Duplicate, word for word, the lines below from the line containing "the bear's nose." to the line containing "Target: bear's nose", including both of those lines.

— Begin The data —

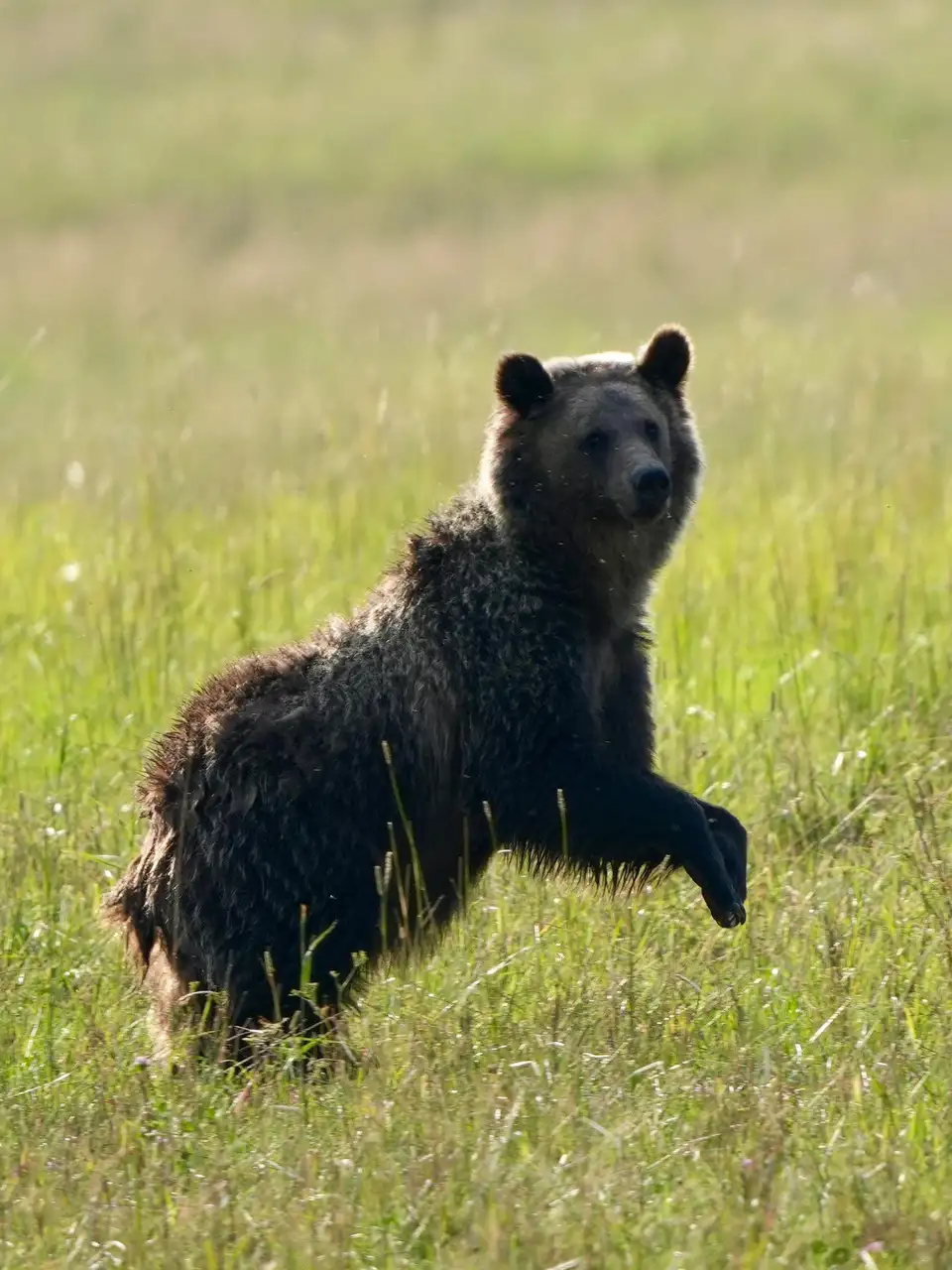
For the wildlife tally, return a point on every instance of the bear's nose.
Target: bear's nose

— End The data —
— Begin The data —

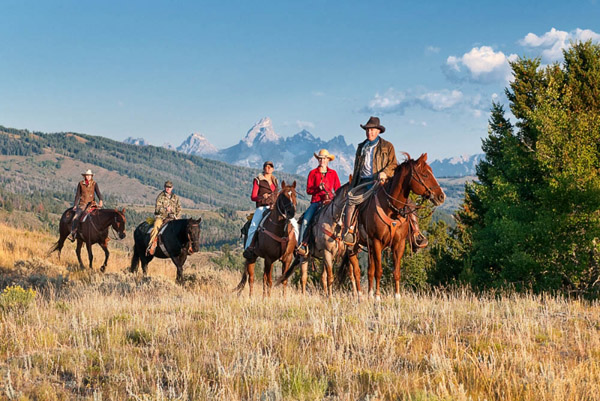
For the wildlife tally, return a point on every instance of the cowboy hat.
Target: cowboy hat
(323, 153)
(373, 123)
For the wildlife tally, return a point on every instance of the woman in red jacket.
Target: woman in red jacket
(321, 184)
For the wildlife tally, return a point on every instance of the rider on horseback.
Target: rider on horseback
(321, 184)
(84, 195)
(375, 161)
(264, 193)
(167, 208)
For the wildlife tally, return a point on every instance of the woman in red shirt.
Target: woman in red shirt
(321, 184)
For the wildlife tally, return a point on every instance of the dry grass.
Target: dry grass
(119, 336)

— End The data —

[Reply to the task]
For the wildlife tally, return a point on every instance of the bear's nose.
Target: bear's nose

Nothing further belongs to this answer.